Required tasks:
A – According to the excerpt, how long did it often take for disruptive tools to move from first adopters to more mainstream interest?
B – List each row in which the word "sitting" appears.

Source text:

These panels can become livelier if they have a moderator who opens up a panel to audience questions and they decide to throw the spanner in the works. This tends to happen a lot more in the technical panels, because each researcher, who may have taken a different approach to a problem, wants to introduce the audience to their alternative solution. But the pavilion panels tend to be a little more sedate – in part because nobody wants to burn bridges within such a tight industry.

It is quite common for me to moderate a panel each DAC, and this year is no exception. I will be moderating a technical panel whose title is directly confrontational: “Why Is EDA Playing Catchup to Disruptive Technologies Like AI? What Can We Do to Change This?”

The abstract for the panel talks about EDA having a closed mindset, consistently missing disruptive changes by choosing incremental approaches. I know that when I first read it – when I was invited to be the chair for it – I was immediately up in arms.

Twenty years ago, while working at an EDA company, I attempted to drive such disruptive changes in the verification industry. Several times a year, I would go out and talk to our customers and exchange ideas with them about the problems they were facing. We would present ideas about both incremental and disruptive developments we had underway. The message was always the same. “Can we have the incremental changes yesterday? And we don’t have time to think about the longer-term ideas.” It reminded me of the cartoon where a stone-age person is pulling a cart with square wheels and doesn’t have time to listen to the person offering him round ones.

Even so, we did go ahead and develop some of them, and a few of them did achieve an element of success. But to go from first adopters to more mainstream interests often took 10 years. Even today, many of those are still niche tools, and probably money sinks for the companies that developed them. Examples are high-level synthesis and virtual prototypes, the only two pieces of the whole ESL movement that survived. Still, they believe that long term, the industry will need them. Many other pieces completely fell by the wayside, such as hardware/software co-design. That, however, may start to resurface thanks to RISC-V.

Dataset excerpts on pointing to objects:
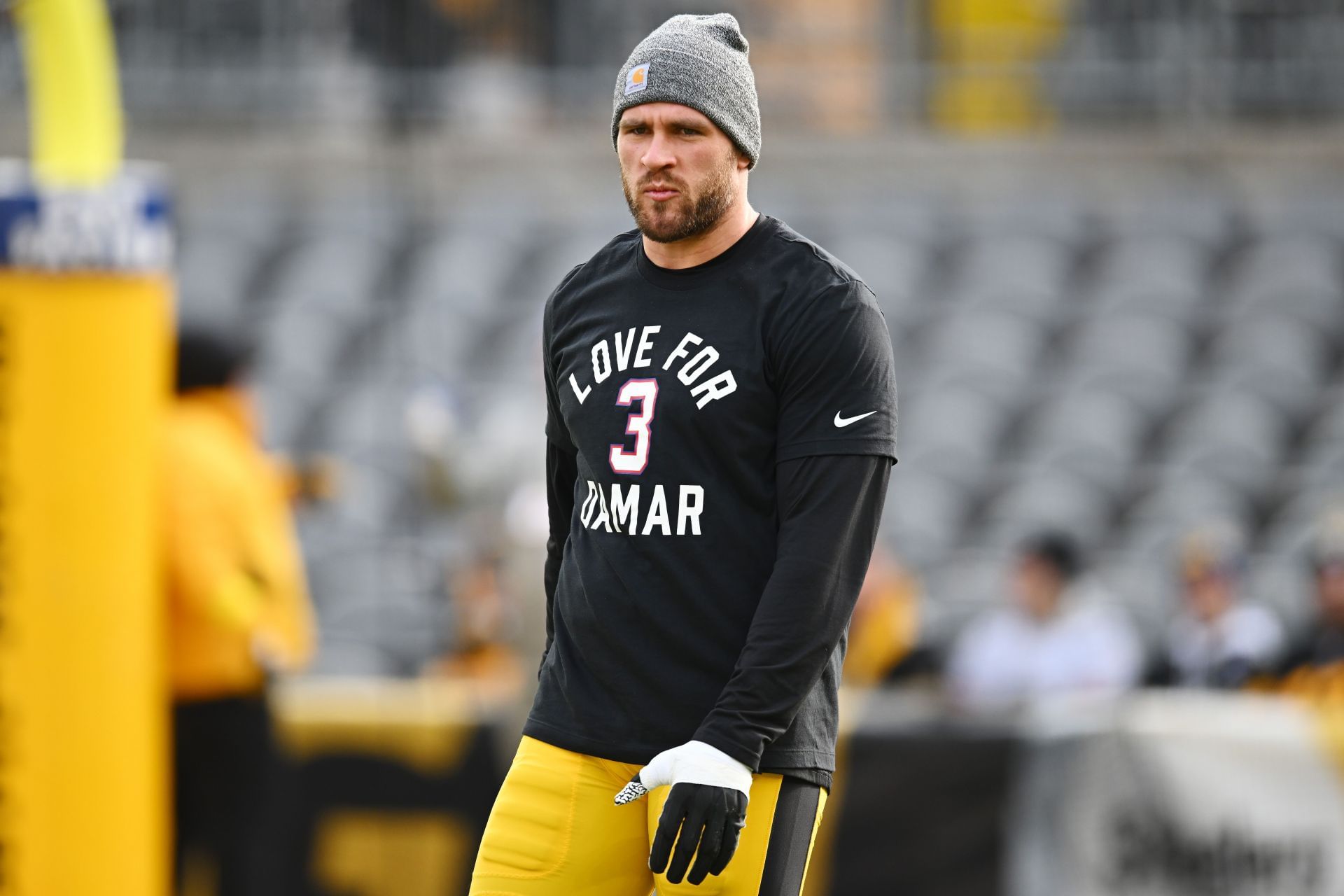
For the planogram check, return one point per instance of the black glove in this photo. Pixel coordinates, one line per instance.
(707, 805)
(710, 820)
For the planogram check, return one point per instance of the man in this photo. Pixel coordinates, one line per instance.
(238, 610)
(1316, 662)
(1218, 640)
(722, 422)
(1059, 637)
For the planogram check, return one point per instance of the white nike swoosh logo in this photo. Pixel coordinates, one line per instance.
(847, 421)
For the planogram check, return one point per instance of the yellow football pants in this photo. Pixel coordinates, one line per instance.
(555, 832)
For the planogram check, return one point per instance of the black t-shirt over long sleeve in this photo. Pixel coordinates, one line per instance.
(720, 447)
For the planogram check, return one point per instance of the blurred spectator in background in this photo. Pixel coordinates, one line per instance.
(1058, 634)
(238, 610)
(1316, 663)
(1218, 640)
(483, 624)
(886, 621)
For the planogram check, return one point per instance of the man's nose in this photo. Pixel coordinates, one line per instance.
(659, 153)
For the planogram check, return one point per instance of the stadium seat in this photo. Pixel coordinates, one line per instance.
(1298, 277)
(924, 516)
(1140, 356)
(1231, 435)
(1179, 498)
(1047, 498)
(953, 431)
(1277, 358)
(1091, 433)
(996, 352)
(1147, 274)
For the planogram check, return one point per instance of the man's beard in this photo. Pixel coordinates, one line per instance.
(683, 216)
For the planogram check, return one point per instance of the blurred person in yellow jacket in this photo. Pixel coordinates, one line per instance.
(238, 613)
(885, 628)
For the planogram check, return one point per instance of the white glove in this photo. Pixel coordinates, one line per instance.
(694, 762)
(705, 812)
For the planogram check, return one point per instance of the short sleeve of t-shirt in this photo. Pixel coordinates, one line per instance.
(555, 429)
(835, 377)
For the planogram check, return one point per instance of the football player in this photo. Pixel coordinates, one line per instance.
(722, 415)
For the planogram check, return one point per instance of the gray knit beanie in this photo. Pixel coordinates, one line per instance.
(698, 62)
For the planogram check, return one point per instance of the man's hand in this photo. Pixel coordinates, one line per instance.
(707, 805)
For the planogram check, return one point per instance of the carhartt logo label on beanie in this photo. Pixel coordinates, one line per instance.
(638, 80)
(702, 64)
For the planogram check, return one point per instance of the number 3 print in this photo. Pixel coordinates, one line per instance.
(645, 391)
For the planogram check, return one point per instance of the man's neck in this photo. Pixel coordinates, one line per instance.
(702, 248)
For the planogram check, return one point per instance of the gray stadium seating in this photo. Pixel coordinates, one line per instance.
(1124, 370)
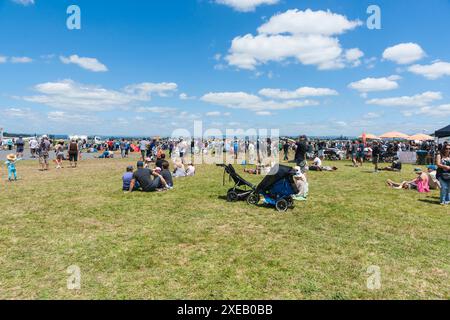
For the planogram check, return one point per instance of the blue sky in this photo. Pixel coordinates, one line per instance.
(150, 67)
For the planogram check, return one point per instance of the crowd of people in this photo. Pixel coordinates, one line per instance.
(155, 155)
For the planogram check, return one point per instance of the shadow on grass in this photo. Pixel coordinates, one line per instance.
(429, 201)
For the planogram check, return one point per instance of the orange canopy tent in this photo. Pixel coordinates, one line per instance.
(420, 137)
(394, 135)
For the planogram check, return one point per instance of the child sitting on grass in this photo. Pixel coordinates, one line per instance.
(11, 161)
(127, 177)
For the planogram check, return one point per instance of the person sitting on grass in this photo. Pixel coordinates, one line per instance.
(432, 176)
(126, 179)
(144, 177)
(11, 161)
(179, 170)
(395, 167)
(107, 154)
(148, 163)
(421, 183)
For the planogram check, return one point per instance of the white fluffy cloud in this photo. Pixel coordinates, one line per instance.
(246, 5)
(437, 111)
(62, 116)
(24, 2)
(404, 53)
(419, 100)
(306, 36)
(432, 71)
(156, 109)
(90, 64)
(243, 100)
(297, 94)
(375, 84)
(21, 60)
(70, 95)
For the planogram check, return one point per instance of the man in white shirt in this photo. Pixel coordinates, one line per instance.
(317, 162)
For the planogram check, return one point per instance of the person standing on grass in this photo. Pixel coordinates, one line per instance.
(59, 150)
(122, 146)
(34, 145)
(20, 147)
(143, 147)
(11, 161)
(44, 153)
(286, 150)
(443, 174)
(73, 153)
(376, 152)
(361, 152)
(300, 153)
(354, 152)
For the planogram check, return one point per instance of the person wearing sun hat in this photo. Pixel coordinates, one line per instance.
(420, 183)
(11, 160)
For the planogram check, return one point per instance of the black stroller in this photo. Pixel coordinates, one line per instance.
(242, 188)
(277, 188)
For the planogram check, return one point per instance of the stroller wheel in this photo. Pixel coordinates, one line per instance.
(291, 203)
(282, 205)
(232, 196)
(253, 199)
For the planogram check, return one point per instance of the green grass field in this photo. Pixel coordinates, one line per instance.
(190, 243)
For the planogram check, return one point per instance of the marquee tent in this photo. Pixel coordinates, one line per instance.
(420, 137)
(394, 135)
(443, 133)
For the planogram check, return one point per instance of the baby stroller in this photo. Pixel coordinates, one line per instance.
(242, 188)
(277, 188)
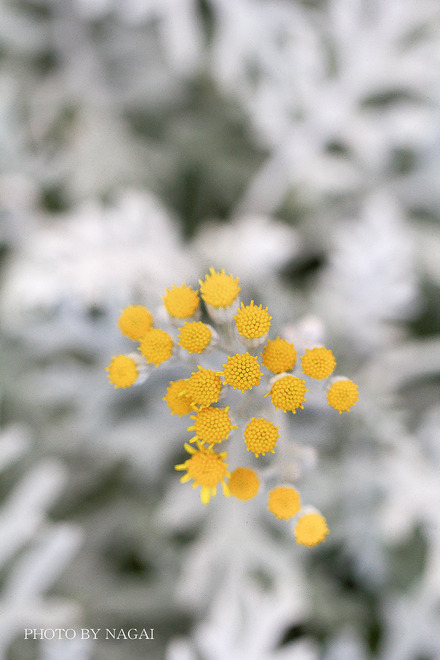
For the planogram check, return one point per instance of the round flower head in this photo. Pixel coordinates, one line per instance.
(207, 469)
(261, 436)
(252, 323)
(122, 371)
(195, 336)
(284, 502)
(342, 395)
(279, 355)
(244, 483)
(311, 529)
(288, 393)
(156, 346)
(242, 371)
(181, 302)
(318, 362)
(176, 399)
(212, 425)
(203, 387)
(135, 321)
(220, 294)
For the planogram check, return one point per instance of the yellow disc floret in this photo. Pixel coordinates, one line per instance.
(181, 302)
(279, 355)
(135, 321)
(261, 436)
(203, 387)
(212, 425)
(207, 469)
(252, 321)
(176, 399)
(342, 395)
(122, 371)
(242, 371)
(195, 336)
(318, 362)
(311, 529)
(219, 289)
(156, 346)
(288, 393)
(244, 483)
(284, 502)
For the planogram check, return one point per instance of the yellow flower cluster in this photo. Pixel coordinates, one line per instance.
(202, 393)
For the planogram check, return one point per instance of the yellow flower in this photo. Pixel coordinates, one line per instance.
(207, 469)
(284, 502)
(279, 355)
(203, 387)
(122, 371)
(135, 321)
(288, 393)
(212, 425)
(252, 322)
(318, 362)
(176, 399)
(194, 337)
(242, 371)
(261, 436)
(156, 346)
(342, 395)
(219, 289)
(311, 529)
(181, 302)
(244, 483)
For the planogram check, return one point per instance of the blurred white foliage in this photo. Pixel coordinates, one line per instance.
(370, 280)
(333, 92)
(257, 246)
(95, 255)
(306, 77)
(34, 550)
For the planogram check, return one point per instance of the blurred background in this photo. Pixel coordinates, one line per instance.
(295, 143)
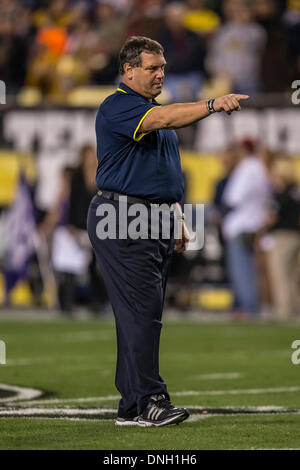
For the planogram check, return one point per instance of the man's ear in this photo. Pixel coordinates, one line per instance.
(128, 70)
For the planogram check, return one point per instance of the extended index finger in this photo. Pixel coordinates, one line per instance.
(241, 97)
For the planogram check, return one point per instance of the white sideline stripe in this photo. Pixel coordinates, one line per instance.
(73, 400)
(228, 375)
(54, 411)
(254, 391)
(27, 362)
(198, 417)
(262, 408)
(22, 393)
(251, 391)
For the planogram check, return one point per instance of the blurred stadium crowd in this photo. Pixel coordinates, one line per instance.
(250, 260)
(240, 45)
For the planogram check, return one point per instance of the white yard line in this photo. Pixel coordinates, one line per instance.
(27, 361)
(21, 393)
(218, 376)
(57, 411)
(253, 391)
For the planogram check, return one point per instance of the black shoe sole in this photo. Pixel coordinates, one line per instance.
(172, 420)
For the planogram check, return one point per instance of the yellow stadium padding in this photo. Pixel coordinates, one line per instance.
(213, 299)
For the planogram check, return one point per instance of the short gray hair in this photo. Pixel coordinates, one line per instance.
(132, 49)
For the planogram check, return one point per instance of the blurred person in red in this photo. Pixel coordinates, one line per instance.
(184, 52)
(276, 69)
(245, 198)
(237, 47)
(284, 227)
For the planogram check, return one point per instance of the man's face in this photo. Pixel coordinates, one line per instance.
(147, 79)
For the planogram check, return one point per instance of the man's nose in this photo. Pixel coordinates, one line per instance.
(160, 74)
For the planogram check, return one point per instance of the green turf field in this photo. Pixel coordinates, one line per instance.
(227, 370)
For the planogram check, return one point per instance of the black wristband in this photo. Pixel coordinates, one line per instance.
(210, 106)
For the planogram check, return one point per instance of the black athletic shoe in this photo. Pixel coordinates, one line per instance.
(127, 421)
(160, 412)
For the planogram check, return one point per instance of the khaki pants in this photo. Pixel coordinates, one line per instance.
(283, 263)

Replies:
A – It often took 10 years.

B –
For the planogram check, return one point per instance of the child sitting on grass in this photo. Pixel coordinates, one line per instance.
For the planogram check, return one point per instance of the person sitting on grass in this photo. Pixel coordinates, one line per instance.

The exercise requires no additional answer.